_YOUR TASK_:
Your answer must be every line of the data below that holds the string "wheel", copied exactly.

_DATA_:
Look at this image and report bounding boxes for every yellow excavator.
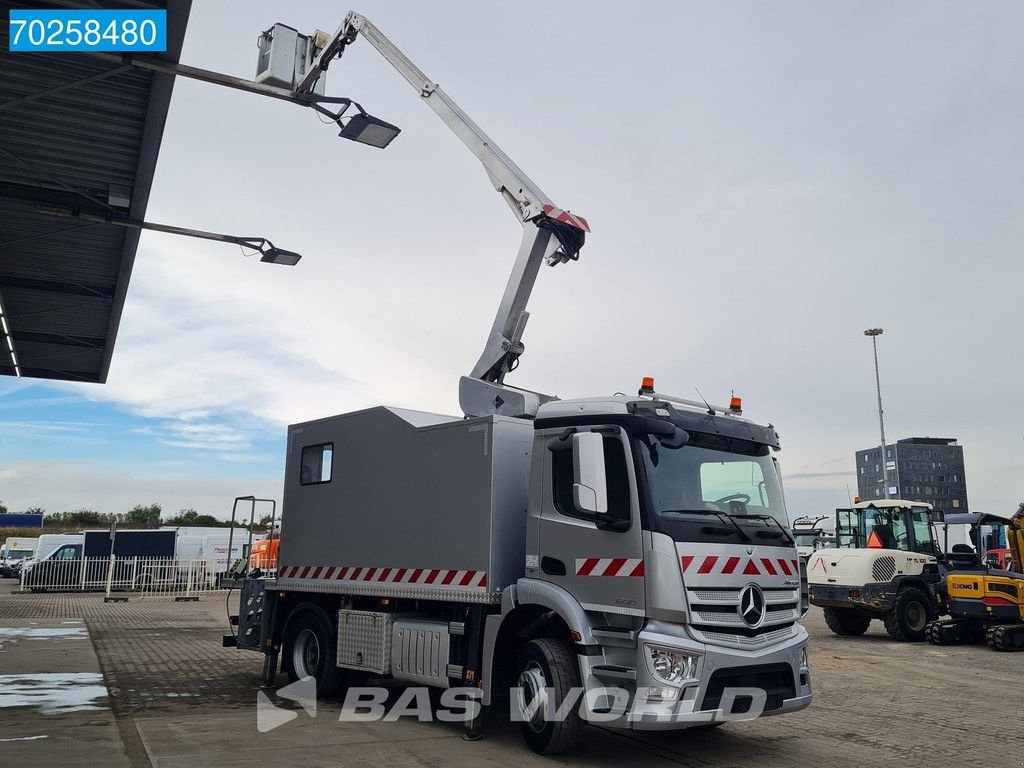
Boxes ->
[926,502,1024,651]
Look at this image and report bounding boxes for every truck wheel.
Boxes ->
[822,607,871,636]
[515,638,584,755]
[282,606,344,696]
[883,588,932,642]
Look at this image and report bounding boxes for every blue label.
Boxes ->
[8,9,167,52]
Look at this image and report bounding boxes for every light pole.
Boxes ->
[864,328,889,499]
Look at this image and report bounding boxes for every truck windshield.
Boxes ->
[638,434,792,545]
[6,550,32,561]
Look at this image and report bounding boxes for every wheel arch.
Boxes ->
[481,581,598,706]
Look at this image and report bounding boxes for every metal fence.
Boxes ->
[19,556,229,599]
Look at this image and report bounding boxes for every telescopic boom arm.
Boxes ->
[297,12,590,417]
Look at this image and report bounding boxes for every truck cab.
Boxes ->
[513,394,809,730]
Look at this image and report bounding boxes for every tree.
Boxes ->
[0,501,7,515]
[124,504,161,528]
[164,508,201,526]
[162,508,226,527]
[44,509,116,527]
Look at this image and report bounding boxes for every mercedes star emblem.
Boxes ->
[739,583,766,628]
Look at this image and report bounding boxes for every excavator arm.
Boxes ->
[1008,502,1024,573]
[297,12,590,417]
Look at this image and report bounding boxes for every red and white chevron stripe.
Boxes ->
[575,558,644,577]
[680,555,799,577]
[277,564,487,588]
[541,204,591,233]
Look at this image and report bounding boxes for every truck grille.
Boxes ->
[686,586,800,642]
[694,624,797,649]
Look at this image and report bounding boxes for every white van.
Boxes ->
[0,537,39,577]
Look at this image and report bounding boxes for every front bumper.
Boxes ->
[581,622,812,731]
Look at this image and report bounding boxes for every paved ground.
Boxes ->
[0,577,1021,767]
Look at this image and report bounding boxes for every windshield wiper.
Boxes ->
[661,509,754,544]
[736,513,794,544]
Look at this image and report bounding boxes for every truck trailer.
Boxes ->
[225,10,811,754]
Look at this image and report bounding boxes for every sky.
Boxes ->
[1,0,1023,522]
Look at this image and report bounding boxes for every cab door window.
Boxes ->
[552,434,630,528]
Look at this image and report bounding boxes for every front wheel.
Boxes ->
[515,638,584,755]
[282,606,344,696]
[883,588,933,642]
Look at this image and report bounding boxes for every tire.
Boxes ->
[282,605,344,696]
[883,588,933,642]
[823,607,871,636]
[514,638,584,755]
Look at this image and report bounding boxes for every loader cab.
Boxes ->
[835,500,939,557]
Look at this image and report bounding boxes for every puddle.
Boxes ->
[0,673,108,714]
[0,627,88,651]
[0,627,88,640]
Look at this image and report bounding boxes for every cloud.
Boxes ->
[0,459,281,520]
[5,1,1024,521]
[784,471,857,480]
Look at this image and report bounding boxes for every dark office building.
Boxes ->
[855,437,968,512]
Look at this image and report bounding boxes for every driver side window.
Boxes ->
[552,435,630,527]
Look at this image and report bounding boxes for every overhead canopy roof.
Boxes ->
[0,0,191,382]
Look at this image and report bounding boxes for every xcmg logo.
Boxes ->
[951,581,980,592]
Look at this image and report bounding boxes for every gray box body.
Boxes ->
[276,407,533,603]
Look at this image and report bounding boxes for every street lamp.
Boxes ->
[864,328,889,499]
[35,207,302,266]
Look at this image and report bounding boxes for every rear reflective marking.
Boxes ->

_TASK OUTPUT_:
Look at this image and report bounding boxes for every truck wheel.
Look at this image and report bounding boxes for every wheel arch.
Look at this image and report bounding boxes for every front wheel.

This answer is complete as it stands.